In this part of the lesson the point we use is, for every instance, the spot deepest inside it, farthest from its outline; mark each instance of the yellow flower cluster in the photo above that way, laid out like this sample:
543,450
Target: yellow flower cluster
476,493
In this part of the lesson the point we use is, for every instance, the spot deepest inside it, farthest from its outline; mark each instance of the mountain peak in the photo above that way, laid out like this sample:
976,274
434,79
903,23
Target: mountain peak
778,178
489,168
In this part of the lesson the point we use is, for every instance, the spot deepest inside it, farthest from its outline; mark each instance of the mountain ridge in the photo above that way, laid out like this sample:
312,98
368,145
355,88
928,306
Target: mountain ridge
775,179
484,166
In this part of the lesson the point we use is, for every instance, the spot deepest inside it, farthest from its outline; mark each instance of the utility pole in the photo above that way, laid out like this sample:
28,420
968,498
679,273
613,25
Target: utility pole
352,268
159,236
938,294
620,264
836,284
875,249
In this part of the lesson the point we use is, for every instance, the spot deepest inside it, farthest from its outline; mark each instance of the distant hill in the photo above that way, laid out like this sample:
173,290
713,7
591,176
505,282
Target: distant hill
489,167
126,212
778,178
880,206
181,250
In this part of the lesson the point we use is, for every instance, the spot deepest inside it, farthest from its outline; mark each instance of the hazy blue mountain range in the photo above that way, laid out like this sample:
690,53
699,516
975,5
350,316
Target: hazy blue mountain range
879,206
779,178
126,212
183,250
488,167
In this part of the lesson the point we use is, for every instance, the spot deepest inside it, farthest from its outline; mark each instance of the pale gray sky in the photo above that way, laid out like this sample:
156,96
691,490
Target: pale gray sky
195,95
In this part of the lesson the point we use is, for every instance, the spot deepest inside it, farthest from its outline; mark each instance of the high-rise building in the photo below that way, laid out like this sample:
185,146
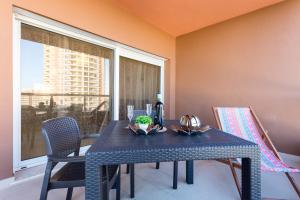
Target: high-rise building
73,74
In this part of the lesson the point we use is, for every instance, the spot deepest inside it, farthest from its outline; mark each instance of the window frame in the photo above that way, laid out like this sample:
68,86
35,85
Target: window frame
26,17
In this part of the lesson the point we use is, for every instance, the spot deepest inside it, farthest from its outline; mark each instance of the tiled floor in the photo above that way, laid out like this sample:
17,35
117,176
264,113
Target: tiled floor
212,180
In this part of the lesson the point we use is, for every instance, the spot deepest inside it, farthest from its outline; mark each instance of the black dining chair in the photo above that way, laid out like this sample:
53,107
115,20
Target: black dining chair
130,167
62,141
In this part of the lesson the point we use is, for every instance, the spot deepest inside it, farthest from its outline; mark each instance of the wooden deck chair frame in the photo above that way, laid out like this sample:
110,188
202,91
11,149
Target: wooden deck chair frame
266,139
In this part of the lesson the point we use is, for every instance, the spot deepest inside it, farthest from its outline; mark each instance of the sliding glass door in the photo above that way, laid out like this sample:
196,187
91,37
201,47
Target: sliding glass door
62,76
61,71
140,83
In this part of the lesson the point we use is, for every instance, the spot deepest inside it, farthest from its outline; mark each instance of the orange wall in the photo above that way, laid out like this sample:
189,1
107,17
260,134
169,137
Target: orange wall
101,17
250,60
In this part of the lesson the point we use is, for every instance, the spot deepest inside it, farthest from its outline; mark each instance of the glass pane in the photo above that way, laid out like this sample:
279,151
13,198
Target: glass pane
62,76
139,85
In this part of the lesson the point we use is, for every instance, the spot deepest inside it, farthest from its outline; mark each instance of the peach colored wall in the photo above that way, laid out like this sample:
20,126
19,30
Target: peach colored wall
250,60
101,17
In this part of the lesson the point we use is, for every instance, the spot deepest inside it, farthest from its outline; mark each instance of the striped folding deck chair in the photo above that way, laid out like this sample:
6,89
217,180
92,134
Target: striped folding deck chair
243,123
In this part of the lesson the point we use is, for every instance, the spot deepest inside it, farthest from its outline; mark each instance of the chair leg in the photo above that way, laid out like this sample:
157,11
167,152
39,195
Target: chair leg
118,185
45,186
157,165
235,176
69,194
293,183
106,190
175,175
131,180
127,169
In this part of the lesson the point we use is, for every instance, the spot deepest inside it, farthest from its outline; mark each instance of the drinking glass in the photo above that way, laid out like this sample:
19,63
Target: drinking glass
130,109
149,109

========

# TASK TO COMPLETE
Make an exact copy of the records shown above, without the pictures.

# SOLUTION
In this part of the lesson the point we use is, for every instance, the spot deepest inside it, farthest from its outline; mark each instance of the yellow flower cluster in the photo above that way, laid out like this sample:
543,450
Target: yellow flower cluster
476,493
In this part of the lesson the point we use is, for every instance, the spot deepest inside it, farthest from its outline; mark each instance of the mountain peak in the photo above that way, laid out like this sample:
976,274
434,79
903,23
Target: mountain peak
778,178
489,168
In this part of the lesson the point we use is, for every instance, the spot deepest inside it, farthest from its outline; mark each instance of the mountain ridge in the photo above that way, laid out like this sample:
312,98
368,145
355,88
928,306
Target: mountain ridge
775,179
484,166
In this part of the lesson the point we use is, for every instance, the spot deepest inside it, farthest from its outline; mark each instance of the utility pole in the photo above that way, laid out like this sample:
28,420
968,498
679,273
613,25
Target: utility pole
352,268
159,236
938,294
620,264
836,284
875,249
In this part of the lesson the point we use is, for every instance, the spot deepest inside it, farthest from its outline; mark each instance of the distant hill in the photo above that way, laid out like this sample:
173,290
713,7
591,176
505,282
Target: distant hill
489,167
126,212
778,178
880,206
181,250
In this part of the lesson the point we use is, for every instance, the spot deepest inside it, farthest from its outline; mark each instance of the hazy blue mountain range in the photo above that way, laid out like this sample:
690,53
699,516
975,5
350,316
Target: hazy blue mountain range
879,206
779,178
126,212
183,250
488,167
In this part of the lesson the point we use is, for every instance, the spot deepest inside it, farthest from its outline; mark each instance of the pale gray sky in the photo above that way, laid out like this sample:
156,96
691,490
Target: pale gray sky
195,95
In this part of the lesson the point we use is, for every instance, the spot deepest inside it, farthest from its outline; mark each instance of the high-rise building in the photo below that way, laid out like this sample:
185,146
Target: high-rise building
73,74
In this part of the lesson the point we use is, for every instance, the spot deepest inside it, farthest from its outline; mark each instance of the window frame in the photo above that way, laid out like this sample:
68,86
35,85
Target: window frame
26,17
In this part of the lesson the point we use is, for every instance, the spot deepest inside it, farthest from its outline; mark each instance of the tiled floor in the photo above that way, laid out like this sample:
17,35
117,176
264,113
Target: tiled floor
212,180
In this part of the lesson the point we use is, for every instance, the spot deepest inside it, farthest from its outline; mark each instance of the black dining chair in the photo above that way, laid out like this sample:
53,107
115,20
Target: black dining chair
130,167
62,141
In this part of the lesson the point we use is, for every instance, the spot deepest inside it, farthest from its outline; mark each instance of the wooden deck chair frame in the photo above that way, laid out like this sample:
110,188
202,91
11,149
Target: wooden deck chair frame
266,139
In this part of the lesson the point we use is, for every instance, the spot deepest inside it, farthest from its outline; mark each instance of the sliding glass door in the photo above that way, laid out like this sample:
196,187
91,37
201,47
Target: sliding glass door
62,76
61,71
140,83
In this part of the lesson the point we use is, for every instance, the spot deepest inside it, farthest from its outline; mark each instance of the orange wall in the photo above that way, laid out like this sample:
189,1
107,17
260,134
169,137
Target: orange wall
101,17
250,60
In this part of the lesson the point we use is, for every instance, the spot deepest inside it, farthest from its outline; mark each instance of the glass pane in the photo above that way, laid out like this sample:
279,151
13,198
Target: glass pane
62,76
139,85
In this part of the lesson the point we use is, for every instance, the spot deepest inside it, farthest from its outline; mark each instance of the peach colored wall in the photo above that way, laid out like this sample:
20,126
19,30
Target: peach colored wall
250,60
101,17
In this part of the lesson the point we use is, for every instance, the spot deepest inside it, farthest from its outline; mark each instance of the striped folding deck chair in the photo above that way, laid out like this sample:
6,89
217,180
92,134
Target: striped folding deck chair
243,123
In this part of the lesson the point we use is, for every instance, the spot deepest inside it, farthest from its outline; mark each instance of the chair leg in the photo above that way, laid out like this sample:
157,11
167,152
39,195
Target: chair leg
118,185
45,186
157,165
235,176
69,194
293,183
106,190
175,175
131,180
127,169
In this part of the lesson the point we use is, for every instance, the spot deepest inside it, farthest from its outline; mark each instance of the drinking glass in the photo above that way, laid out like this sample:
19,63
Target: drinking glass
130,109
149,109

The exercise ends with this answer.